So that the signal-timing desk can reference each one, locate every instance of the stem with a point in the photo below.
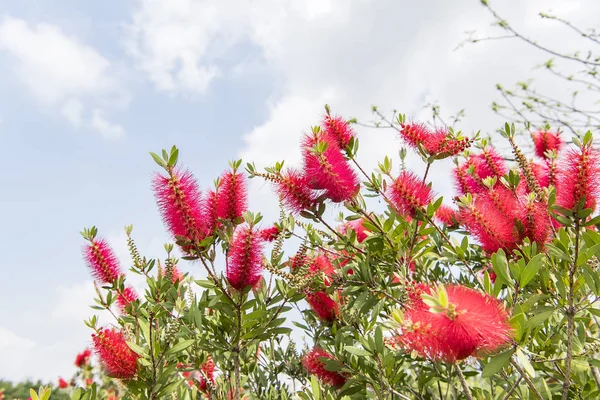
(527, 380)
(463, 382)
(570, 311)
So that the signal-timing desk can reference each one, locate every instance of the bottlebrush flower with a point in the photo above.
(493, 229)
(439, 143)
(328, 170)
(408, 193)
(114, 353)
(125, 298)
(179, 200)
(293, 190)
(471, 323)
(103, 262)
(446, 215)
(206, 374)
(358, 227)
(232, 197)
(541, 172)
(338, 130)
(324, 306)
(83, 358)
(536, 221)
(315, 366)
(489, 163)
(465, 182)
(270, 234)
(244, 261)
(578, 177)
(546, 140)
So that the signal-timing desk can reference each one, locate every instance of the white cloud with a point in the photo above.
(72, 109)
(106, 128)
(60, 71)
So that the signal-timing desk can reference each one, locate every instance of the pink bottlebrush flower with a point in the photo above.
(114, 353)
(323, 305)
(103, 262)
(546, 140)
(232, 198)
(446, 215)
(315, 366)
(329, 171)
(408, 193)
(83, 358)
(493, 229)
(270, 234)
(472, 323)
(578, 177)
(489, 163)
(244, 261)
(124, 299)
(438, 144)
(541, 173)
(205, 375)
(338, 130)
(293, 189)
(358, 227)
(465, 182)
(179, 200)
(209, 210)
(415, 134)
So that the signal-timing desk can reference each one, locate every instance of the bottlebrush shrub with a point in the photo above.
(493, 297)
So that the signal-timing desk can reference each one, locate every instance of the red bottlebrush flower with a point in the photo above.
(179, 200)
(232, 197)
(472, 323)
(578, 177)
(83, 358)
(103, 262)
(544, 141)
(438, 144)
(338, 130)
(125, 298)
(323, 305)
(114, 353)
(541, 172)
(465, 182)
(328, 170)
(446, 215)
(270, 234)
(294, 191)
(206, 374)
(408, 193)
(358, 227)
(493, 229)
(244, 261)
(315, 366)
(489, 163)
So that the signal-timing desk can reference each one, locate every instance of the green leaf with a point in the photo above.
(497, 363)
(531, 270)
(184, 344)
(356, 351)
(139, 350)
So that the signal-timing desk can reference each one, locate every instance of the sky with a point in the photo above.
(88, 88)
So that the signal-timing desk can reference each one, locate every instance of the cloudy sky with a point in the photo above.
(88, 88)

● ● ● ● ●

Rewrite everything from the line containing "of the pink" down to the end of the material, swapping "signal-timing desk" for "traffic-control desk" and leaving all else unchanged.

→ Correct output
So that the traffic-control desk can reference each one, locate every instance of the pink bottlebrush flower with a point in the photo above.
(114, 353)
(323, 305)
(103, 262)
(546, 140)
(232, 198)
(446, 215)
(315, 366)
(329, 171)
(408, 193)
(83, 358)
(493, 229)
(270, 234)
(472, 323)
(578, 177)
(489, 163)
(244, 261)
(124, 299)
(438, 144)
(541, 173)
(205, 375)
(338, 130)
(293, 189)
(358, 227)
(465, 182)
(179, 200)
(209, 210)
(415, 134)
So that the traffic-control desk can reference each one, locate every instance of the bottlebrush shrub with a point in the photo above.
(493, 297)
So that the traffic-control desk can reference each one, locate every instance of the red bottlebrush flower with a point in the photo above.
(179, 200)
(232, 197)
(472, 323)
(578, 177)
(83, 358)
(103, 262)
(544, 141)
(438, 144)
(338, 130)
(125, 298)
(323, 305)
(114, 353)
(541, 172)
(465, 182)
(328, 170)
(446, 215)
(270, 234)
(294, 191)
(206, 374)
(408, 193)
(358, 227)
(493, 229)
(244, 261)
(315, 366)
(489, 163)
So that the traffic-control desk can reference each one, locate every instance of the green leaf with a point in the photo above.
(497, 363)
(531, 270)
(184, 344)
(356, 351)
(139, 350)
So that the traffic-control desk can reference each one, locate every instance of the sky with a point in the photo above.
(88, 88)
So that the traffic-control desk can reference each one, locate every instance of the cloudy sky with a point in the photo above.
(88, 88)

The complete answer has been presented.